§ Text segment

Did you run the script completely? On the first run of the downloading part it queues up failed downloads to retry them with longer delay, and in my experience all the "content-length" errored videos do get downloaded on the second run.

Script ran completely, the fails were evenly spread across the logs, and all initially failed mp4 ended up with the SKIPPED status on the second pass. I'm not sure what caused this though, maybe twitter doing some throttling or a glitchy load balancing unit?

Retrying the ones that failed, with a longer sleep. 4 tries remaining.

(...)

103 of 103 tested media files are known to be the best-quality available.

Total downloaded: 206.7MB = 0.20GB
Time taken: 3182s

Closing this as it's more feedback than an issue.

It's certainly odd that we get an exception on that line. Worth trying to understand. @press-rouch any ideas?

twitter cache servers appear to send SPDY header to the browser, could that explain the behavioral difference with the python script?

Huh, weird. I replicated the bug locally, but only the first time I ran it (so it did the retry, matched the content size, and didn't do the download). On subsequent runs it successfully got content-length in the first pass.

I guess we could change that line to a try and then print out the whole header on failure. I hadn't looked at this chunk of code before, I think we could make some improvements:

  • use requests.head to get the size before actually attempting to download it - this would be much faster for the case where it's already correct.

(Spatial annotation records)
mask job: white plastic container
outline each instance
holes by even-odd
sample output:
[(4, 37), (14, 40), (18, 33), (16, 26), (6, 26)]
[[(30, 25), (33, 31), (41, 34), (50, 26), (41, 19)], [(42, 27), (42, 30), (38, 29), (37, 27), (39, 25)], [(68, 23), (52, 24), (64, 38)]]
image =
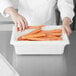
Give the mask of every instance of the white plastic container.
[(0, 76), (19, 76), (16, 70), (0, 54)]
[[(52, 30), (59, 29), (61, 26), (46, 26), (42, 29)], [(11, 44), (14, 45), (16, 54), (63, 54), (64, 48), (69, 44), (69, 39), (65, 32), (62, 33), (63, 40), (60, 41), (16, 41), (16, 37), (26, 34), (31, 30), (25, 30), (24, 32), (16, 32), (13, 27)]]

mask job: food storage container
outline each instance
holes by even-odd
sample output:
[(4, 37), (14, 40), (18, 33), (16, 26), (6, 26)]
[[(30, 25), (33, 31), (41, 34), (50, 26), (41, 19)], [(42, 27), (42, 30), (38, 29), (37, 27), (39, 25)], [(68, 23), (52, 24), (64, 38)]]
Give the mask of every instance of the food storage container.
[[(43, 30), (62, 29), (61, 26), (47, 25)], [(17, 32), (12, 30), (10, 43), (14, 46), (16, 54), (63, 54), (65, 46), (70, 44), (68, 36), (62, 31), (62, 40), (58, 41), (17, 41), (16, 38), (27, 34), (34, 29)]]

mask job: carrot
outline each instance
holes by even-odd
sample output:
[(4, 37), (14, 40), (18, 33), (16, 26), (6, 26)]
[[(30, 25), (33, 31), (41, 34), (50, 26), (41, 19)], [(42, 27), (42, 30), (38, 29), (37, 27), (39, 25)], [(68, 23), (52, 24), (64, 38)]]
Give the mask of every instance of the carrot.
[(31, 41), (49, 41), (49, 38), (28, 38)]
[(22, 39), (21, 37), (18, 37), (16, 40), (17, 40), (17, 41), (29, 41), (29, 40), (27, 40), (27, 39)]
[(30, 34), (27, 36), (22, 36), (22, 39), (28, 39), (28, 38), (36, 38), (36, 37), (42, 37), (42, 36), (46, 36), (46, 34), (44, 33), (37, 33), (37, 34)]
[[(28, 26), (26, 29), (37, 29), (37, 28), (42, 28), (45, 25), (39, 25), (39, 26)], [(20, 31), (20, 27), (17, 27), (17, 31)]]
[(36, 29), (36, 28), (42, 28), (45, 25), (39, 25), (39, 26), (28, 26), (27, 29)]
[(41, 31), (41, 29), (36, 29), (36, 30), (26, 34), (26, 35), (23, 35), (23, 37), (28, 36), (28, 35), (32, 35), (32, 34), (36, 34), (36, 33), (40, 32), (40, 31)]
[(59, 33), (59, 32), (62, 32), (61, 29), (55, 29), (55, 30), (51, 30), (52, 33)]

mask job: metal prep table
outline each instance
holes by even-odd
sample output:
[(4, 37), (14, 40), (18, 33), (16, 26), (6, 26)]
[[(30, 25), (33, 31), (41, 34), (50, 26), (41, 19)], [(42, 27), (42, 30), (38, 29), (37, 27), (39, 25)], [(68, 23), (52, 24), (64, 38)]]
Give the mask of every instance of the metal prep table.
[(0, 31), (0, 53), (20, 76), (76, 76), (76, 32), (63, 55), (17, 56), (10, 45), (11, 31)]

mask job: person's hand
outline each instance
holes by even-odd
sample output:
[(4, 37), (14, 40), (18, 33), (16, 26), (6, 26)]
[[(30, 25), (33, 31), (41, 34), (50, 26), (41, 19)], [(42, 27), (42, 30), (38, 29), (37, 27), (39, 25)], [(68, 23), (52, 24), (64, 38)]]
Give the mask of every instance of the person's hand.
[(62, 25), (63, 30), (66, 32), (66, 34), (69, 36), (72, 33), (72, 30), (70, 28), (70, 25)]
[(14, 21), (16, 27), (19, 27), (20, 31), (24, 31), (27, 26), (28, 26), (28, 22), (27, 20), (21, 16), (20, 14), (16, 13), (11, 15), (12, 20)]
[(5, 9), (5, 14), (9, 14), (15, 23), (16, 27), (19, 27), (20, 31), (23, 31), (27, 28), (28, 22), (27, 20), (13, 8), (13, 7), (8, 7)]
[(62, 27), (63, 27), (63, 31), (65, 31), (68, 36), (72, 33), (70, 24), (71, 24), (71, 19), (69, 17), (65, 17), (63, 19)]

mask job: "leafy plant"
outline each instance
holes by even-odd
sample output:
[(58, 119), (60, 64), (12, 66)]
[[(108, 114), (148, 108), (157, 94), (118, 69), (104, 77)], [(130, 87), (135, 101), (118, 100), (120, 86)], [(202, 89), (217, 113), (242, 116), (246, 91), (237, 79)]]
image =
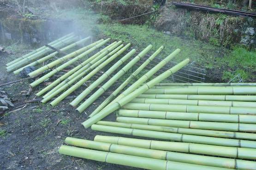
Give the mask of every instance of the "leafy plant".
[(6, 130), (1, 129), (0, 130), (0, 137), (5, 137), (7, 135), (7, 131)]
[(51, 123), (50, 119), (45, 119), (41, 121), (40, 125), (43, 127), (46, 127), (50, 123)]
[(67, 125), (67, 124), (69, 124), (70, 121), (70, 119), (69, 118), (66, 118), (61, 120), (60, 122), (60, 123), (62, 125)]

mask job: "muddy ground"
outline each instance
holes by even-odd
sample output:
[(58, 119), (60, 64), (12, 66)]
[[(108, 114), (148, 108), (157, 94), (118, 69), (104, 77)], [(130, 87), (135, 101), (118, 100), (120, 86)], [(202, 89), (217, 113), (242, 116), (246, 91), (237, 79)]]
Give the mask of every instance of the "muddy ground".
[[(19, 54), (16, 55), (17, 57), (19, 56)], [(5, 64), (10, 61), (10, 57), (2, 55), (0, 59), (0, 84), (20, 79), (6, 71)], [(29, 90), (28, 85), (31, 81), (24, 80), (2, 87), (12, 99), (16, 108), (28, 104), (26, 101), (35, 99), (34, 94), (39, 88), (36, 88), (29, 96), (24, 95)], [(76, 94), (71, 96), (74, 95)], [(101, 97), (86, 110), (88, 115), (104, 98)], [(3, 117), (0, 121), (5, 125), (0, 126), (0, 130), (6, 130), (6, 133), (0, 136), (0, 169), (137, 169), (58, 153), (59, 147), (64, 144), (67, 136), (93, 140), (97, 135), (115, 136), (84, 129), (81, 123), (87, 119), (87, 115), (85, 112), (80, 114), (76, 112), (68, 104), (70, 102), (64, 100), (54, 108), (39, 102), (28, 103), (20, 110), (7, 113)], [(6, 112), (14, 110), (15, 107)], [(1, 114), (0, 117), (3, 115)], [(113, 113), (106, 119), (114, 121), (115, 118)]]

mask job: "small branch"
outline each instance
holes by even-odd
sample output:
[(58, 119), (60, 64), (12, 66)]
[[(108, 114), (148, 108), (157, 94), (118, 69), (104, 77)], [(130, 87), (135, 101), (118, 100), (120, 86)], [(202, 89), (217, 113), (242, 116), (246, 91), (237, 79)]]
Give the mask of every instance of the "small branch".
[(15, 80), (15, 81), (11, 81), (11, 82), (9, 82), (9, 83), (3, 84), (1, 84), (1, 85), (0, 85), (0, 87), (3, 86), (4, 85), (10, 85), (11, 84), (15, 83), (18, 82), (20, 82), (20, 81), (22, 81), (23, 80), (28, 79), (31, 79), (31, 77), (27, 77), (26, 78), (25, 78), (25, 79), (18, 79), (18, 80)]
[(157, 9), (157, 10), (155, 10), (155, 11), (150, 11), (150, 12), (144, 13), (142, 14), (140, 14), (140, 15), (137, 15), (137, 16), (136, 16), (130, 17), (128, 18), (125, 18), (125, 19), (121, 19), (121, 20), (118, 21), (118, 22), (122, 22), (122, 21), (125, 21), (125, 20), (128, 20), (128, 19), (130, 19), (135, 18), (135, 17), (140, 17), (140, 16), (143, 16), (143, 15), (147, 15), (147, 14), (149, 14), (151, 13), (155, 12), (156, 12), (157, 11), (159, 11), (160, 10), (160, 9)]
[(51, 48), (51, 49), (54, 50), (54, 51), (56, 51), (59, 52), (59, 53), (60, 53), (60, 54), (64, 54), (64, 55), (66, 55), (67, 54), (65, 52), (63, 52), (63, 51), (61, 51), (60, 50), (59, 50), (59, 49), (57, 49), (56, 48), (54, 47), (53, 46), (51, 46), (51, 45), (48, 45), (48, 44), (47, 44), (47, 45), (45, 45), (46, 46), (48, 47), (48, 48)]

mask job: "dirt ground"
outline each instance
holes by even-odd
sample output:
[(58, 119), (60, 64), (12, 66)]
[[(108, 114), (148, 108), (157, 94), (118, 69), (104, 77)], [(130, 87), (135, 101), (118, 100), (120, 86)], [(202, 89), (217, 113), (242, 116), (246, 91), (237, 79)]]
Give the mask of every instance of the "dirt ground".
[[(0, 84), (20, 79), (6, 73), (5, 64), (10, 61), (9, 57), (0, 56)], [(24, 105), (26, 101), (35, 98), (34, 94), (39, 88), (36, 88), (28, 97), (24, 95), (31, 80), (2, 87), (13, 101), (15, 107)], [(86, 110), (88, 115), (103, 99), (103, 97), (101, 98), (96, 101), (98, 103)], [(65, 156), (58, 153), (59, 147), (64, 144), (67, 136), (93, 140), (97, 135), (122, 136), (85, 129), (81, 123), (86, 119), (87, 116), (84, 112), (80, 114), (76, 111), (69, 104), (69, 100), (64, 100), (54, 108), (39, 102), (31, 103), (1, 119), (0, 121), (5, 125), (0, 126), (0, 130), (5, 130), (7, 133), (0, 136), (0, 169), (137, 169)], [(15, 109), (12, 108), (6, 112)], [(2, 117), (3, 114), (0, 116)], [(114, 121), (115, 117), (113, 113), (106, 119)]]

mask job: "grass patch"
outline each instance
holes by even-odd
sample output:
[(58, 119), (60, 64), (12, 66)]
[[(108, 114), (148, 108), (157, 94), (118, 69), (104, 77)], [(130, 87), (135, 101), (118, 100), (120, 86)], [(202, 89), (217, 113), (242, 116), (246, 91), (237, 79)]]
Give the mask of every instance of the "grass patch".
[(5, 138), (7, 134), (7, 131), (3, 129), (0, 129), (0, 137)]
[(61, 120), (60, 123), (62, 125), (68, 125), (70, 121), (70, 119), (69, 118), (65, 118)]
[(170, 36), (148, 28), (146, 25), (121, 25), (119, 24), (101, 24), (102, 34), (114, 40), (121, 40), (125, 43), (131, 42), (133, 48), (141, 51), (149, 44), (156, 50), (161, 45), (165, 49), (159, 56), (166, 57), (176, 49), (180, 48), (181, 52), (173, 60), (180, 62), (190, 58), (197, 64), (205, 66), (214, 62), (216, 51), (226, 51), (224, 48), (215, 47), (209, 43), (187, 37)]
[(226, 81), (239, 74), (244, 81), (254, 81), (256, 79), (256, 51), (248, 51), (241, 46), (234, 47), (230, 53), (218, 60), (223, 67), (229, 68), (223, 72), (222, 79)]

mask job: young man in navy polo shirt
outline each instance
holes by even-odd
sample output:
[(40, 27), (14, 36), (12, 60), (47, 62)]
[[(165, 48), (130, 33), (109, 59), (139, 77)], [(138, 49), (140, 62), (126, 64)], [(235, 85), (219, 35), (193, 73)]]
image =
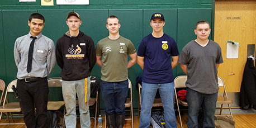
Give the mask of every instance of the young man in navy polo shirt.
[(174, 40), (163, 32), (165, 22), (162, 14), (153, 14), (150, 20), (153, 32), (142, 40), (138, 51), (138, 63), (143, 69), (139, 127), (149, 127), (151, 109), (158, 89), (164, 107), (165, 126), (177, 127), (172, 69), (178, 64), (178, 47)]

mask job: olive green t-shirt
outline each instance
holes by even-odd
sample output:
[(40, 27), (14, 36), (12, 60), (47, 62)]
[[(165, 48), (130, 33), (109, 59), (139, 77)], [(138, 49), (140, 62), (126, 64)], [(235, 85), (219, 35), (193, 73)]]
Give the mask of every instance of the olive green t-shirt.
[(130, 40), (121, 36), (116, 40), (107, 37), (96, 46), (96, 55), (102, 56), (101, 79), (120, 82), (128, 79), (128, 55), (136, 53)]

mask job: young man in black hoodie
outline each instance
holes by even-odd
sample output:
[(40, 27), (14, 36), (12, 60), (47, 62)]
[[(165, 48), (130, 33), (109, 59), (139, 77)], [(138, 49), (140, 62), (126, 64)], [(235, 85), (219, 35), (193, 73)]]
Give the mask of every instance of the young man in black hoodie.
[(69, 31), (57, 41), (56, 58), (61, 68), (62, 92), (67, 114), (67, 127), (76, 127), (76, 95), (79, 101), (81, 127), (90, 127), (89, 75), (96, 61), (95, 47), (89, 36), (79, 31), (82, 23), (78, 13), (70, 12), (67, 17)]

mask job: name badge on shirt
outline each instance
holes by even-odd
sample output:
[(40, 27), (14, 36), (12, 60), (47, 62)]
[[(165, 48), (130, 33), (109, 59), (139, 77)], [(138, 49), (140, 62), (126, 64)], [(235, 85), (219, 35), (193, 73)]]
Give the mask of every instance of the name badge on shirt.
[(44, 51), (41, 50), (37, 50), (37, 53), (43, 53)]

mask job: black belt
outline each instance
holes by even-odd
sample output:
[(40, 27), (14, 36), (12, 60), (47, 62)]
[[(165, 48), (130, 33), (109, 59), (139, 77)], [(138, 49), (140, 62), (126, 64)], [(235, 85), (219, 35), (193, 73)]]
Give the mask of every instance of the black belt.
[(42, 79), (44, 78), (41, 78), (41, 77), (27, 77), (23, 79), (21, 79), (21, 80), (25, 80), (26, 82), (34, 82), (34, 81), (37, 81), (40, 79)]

§ Given exercise 1
Extract the passage of the forum thread that begins at the words "It's certainly odd" and stops after "the python script?".
§ Given exercise 2
Which figures appear in the script's log output quoted in the forum thread, and what does each one measure?
These rows come from a different source than the forum thread.

§ Exercise answer 1
It's certainly odd that we get an exception on that line. Worth trying to understand. @press-rouch any ideas?

twitter cache servers appear to send SPDY header to the browser, could that explain the behavioral difference with the python script?

§ Exercise answer 2
- 4: tries remaining for retrying the failed downloads
- 103 of 103: tested media files known to be the best quality available
- 206.7MB (0.20GB): total downloaded
- 3182s: time taken